= What you should do =
Everything from the line containing "If you could pick out the white ceiling" to the end of the listing is to be set down exactly, both ends included, and nothing before it.

= Available records =
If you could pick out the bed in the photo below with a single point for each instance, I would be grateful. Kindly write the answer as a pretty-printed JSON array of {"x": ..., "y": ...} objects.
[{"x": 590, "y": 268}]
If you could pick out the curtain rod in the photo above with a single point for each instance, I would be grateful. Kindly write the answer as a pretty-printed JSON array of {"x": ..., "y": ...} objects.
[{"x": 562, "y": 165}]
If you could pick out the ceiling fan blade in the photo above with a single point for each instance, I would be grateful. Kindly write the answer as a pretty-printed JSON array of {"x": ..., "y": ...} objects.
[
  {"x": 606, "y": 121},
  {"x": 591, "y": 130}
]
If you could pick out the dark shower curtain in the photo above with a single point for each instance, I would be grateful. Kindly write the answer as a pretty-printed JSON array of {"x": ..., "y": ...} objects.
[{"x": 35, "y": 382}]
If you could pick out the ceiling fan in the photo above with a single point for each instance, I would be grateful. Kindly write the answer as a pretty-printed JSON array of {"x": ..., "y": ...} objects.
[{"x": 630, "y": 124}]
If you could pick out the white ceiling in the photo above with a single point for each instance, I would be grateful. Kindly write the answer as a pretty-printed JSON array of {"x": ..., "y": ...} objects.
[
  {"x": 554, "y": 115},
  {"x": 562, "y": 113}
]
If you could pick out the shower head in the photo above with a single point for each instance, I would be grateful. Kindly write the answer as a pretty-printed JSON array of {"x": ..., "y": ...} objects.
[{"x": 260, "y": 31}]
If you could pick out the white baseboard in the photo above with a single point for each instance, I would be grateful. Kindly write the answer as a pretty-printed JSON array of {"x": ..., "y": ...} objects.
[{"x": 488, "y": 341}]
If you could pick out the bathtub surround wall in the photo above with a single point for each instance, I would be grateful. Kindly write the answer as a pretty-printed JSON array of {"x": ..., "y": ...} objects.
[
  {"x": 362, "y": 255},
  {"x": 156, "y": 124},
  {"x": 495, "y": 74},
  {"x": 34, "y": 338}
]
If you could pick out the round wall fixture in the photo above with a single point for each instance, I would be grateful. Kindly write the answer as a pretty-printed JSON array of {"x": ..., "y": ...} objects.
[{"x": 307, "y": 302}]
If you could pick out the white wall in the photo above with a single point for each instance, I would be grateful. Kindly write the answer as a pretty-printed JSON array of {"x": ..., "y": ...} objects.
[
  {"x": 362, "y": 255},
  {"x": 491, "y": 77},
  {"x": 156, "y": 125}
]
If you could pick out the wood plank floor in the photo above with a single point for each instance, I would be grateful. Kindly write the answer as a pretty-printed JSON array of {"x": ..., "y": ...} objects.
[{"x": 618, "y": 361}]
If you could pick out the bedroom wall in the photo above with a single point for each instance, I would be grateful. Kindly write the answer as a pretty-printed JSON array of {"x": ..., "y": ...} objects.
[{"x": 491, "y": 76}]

= Task output =
If you could pick out the white ceiling in the photo above with a single point for each instance, I would be grateful. Kindly write the answer as a pretty-printed JSON array of {"x": ..., "y": ...} objects.
[
  {"x": 554, "y": 115},
  {"x": 562, "y": 113}
]
If you could pick out the shower head in the photo above with a single point for each instance, I would be grateful. Kindly write the answer as a pretty-printed JSON array of {"x": ..., "y": ...} objects.
[{"x": 260, "y": 31}]
If you could pick out the white baseboard in the photo above with a single point for each instance, I would be grateful. Kindly write the answer as a pretty-printed JSON array of {"x": ..., "y": ...} objects.
[{"x": 488, "y": 341}]
If you could pick out the bathtub surround wall in the photo above with a single point for each instance, I would be grateful. Kindly write the answer as a pretty-printed JSON array of {"x": ..., "y": ...} objects.
[
  {"x": 362, "y": 255},
  {"x": 156, "y": 124},
  {"x": 495, "y": 74},
  {"x": 34, "y": 338}
]
If you could pick out the round wall fixture in the photo above with a single point for each instance, I would be grateful. Kindly write the answer as a pretty-printed JSON array of {"x": ..., "y": ...} objects.
[{"x": 307, "y": 302}]
If you could pick out the white wall in the photo above with a single point for each instance, I would be grateful. Kindly write the answer as a pretty-printed JSON array of {"x": ..., "y": ...} objects.
[
  {"x": 362, "y": 255},
  {"x": 491, "y": 77},
  {"x": 156, "y": 125}
]
If you could pick out the wood plank floor in the photo above with a single point for each instance, I would be grateful. Kindly write the answer as a pretty-printed JSON array of {"x": ..., "y": ...} objects.
[{"x": 618, "y": 361}]
If you could pick out the bedroom wall in the photo above with a single point for each instance, I would be grateful. Kindly write the answer as a pretty-printed JSON array of {"x": ..., "y": ...} objects.
[{"x": 491, "y": 76}]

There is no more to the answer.